SHORT PROBLEM ▸ Count the lines in the data that contain the string "plastic", treating case as significant. Give only the number.

#### SUPPLIED ENTRIES ####

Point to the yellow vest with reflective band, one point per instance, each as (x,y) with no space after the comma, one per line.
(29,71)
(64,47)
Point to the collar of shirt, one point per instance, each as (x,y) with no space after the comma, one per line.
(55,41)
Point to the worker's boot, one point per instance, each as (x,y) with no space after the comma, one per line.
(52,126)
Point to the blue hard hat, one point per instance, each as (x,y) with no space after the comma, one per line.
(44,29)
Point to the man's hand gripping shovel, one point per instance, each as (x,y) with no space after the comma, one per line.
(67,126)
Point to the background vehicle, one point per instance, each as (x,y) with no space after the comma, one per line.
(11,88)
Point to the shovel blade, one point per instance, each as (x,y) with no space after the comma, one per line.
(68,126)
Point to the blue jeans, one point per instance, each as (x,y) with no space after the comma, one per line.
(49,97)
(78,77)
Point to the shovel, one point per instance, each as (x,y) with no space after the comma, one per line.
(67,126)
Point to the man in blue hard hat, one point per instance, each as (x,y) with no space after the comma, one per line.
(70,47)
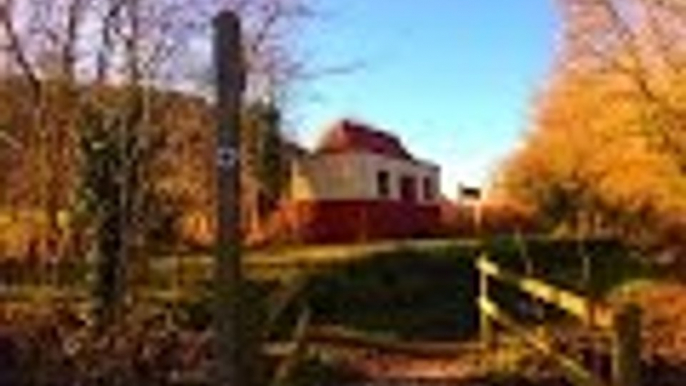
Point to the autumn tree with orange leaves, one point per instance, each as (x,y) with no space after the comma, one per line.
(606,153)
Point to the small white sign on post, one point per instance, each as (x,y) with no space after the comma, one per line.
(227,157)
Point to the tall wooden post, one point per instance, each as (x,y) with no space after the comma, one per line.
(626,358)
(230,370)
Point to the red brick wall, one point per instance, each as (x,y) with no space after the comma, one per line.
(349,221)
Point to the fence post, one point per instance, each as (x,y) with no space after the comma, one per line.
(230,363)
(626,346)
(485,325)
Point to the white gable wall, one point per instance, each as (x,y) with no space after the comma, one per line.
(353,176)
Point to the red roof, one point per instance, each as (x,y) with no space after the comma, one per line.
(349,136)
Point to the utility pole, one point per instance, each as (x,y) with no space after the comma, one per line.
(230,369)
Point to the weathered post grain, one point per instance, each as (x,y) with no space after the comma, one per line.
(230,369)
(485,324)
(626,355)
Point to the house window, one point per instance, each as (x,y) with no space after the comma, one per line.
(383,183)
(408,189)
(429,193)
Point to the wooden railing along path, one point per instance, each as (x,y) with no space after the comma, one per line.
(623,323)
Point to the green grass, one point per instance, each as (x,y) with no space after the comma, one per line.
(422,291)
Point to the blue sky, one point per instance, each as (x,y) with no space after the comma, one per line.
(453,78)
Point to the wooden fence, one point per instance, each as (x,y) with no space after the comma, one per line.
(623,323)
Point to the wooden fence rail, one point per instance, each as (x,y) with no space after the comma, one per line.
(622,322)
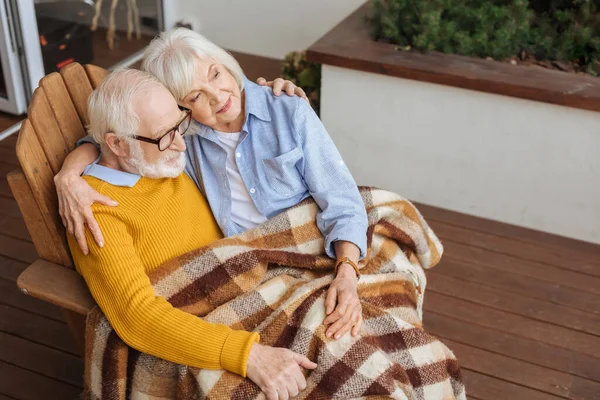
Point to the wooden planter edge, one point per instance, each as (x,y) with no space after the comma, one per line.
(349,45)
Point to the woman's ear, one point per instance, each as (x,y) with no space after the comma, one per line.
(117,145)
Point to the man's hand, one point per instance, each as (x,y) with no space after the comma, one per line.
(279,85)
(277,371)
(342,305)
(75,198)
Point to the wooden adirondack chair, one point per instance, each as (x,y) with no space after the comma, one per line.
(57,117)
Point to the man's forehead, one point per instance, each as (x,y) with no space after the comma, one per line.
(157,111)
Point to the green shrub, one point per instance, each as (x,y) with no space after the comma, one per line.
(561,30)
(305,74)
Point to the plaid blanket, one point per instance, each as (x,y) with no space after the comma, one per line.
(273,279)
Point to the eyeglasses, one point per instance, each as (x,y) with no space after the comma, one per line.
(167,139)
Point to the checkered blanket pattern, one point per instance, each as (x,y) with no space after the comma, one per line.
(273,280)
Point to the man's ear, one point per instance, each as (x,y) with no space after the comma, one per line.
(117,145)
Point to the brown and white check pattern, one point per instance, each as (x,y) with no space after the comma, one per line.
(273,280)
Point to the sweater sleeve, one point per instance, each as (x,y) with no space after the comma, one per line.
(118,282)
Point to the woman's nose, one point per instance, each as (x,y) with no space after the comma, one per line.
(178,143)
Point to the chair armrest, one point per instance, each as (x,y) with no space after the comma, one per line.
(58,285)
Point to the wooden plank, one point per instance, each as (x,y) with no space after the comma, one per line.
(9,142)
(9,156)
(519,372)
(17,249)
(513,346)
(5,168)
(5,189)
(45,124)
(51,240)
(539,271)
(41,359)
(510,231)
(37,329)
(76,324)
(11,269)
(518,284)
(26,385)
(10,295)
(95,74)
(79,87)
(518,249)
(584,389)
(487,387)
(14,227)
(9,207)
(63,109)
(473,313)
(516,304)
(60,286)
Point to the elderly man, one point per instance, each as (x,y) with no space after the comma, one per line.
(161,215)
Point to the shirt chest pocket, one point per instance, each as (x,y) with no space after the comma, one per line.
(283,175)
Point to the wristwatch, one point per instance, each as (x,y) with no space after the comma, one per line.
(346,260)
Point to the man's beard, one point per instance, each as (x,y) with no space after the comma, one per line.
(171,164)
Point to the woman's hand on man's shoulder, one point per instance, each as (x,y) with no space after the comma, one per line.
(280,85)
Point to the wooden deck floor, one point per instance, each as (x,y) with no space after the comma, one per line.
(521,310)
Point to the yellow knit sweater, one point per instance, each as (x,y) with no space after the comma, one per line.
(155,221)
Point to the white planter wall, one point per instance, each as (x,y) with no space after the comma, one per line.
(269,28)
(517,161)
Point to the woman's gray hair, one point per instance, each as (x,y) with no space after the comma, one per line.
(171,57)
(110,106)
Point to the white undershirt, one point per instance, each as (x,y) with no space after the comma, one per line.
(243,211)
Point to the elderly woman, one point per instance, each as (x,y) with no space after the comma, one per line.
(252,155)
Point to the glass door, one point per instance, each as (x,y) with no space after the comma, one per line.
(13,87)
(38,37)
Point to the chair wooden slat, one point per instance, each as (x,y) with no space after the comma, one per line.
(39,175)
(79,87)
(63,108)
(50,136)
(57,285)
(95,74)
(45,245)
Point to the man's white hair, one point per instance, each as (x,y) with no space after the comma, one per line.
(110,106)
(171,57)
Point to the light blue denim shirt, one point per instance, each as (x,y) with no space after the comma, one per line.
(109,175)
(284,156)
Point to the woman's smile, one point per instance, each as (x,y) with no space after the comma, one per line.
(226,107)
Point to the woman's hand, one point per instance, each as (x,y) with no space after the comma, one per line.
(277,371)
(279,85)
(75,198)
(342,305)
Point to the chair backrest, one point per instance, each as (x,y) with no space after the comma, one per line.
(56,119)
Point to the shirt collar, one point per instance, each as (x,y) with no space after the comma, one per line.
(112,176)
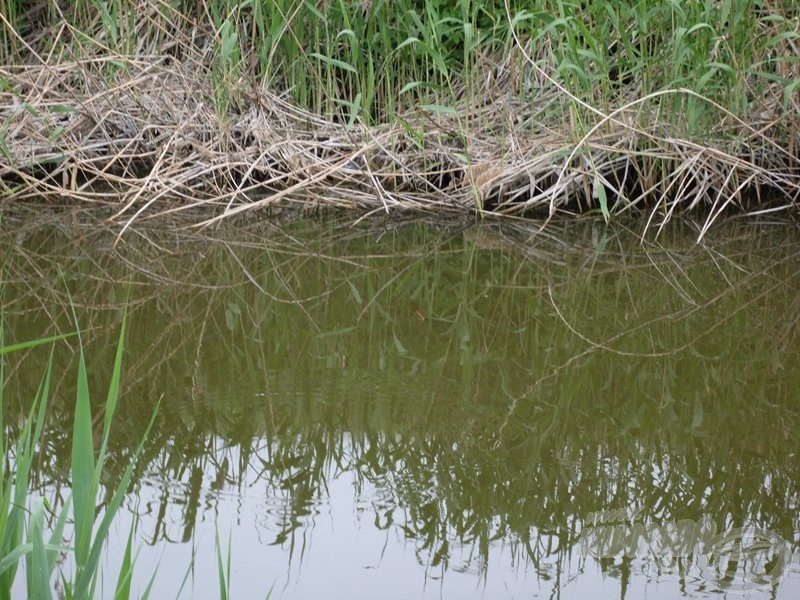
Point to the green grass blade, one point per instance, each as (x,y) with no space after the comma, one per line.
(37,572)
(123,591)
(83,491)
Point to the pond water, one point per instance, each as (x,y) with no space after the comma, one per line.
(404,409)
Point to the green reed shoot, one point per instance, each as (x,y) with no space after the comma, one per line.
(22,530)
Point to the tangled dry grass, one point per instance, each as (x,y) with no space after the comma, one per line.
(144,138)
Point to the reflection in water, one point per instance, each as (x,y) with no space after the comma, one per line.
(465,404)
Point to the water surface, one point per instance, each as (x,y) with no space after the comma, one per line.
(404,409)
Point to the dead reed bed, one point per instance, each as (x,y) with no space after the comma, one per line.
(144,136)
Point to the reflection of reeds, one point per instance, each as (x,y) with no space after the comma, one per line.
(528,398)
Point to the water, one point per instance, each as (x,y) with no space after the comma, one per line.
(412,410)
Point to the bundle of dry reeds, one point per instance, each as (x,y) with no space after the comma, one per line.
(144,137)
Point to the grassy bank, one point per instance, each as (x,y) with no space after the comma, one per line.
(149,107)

####
#### SUPPLIED ENTRIES ####

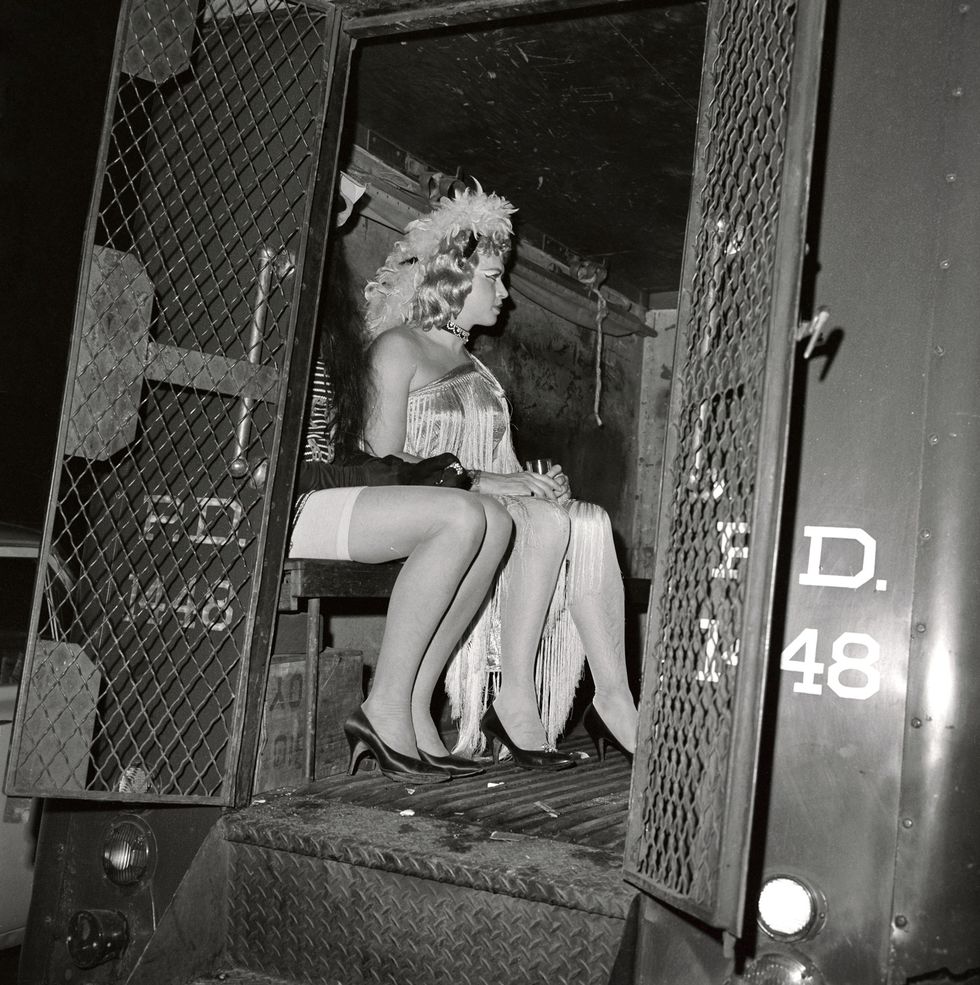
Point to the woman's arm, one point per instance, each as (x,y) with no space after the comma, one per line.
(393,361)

####
#### SUPPLIED ENTRIES ####

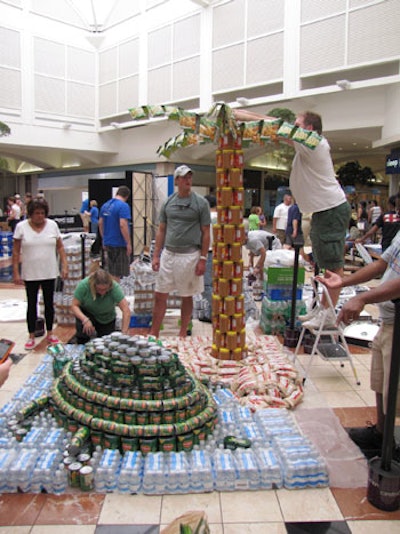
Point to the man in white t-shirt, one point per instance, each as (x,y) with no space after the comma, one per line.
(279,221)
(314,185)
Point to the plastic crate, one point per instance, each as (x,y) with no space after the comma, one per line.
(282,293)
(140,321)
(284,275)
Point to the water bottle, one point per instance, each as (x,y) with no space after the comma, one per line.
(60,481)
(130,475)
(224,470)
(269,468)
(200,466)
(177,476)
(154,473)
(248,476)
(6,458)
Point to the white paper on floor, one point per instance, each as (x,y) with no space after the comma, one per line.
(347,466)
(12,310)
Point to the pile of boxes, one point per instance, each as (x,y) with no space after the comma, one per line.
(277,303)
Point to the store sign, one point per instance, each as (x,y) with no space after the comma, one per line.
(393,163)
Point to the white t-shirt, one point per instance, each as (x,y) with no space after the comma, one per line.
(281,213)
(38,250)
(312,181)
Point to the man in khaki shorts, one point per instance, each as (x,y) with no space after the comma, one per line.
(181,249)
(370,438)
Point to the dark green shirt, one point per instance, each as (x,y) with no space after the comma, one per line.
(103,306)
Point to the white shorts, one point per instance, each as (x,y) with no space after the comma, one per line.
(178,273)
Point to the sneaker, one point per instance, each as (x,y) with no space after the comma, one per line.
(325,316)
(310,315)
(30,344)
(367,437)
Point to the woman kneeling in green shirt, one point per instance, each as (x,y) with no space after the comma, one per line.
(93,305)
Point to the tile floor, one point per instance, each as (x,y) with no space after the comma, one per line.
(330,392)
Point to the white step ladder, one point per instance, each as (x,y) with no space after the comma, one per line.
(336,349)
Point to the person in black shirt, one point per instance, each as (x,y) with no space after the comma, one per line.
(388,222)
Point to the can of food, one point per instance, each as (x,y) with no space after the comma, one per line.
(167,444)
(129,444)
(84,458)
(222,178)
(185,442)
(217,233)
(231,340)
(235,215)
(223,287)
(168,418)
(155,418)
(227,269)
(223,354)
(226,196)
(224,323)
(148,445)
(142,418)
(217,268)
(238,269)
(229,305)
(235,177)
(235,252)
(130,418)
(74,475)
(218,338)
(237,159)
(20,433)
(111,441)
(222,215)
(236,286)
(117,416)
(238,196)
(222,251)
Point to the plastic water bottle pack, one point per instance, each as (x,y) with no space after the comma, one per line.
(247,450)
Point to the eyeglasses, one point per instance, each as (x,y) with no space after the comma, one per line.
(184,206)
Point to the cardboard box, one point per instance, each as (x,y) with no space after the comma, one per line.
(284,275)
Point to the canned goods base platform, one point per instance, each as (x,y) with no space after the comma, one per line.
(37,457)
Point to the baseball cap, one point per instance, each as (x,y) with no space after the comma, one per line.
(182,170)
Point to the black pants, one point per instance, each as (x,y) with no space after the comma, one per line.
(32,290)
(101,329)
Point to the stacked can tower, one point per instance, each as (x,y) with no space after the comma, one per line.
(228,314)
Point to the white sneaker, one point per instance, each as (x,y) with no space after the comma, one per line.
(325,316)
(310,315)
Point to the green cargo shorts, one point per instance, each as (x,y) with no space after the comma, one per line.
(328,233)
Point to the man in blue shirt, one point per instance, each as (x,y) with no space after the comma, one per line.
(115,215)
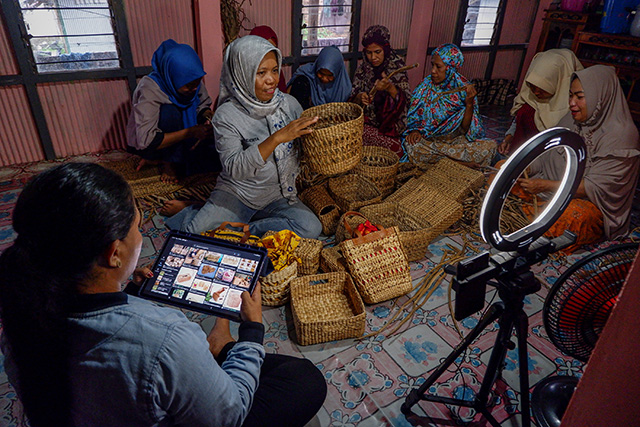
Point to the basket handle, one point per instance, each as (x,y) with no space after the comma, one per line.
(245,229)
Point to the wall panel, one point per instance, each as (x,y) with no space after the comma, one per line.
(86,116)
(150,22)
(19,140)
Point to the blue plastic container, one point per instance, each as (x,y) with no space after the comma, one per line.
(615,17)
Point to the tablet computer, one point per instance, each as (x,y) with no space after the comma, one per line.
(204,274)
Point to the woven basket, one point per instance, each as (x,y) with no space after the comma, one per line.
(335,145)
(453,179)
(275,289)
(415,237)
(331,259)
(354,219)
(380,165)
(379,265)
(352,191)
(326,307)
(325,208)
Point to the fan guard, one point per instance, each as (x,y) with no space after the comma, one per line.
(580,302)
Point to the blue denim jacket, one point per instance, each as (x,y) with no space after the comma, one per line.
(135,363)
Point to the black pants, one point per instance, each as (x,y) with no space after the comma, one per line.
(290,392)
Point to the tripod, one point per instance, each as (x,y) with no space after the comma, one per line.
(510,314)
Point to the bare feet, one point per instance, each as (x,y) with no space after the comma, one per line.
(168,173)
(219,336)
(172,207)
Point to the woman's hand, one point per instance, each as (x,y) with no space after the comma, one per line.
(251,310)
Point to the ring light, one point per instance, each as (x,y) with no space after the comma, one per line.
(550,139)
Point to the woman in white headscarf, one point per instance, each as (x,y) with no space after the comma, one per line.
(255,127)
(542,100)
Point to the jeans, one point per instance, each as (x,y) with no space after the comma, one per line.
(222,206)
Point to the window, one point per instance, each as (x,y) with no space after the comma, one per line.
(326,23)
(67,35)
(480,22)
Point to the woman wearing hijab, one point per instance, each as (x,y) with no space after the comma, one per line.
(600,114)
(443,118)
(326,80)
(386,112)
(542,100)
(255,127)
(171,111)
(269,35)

####

REPLY ▸ 3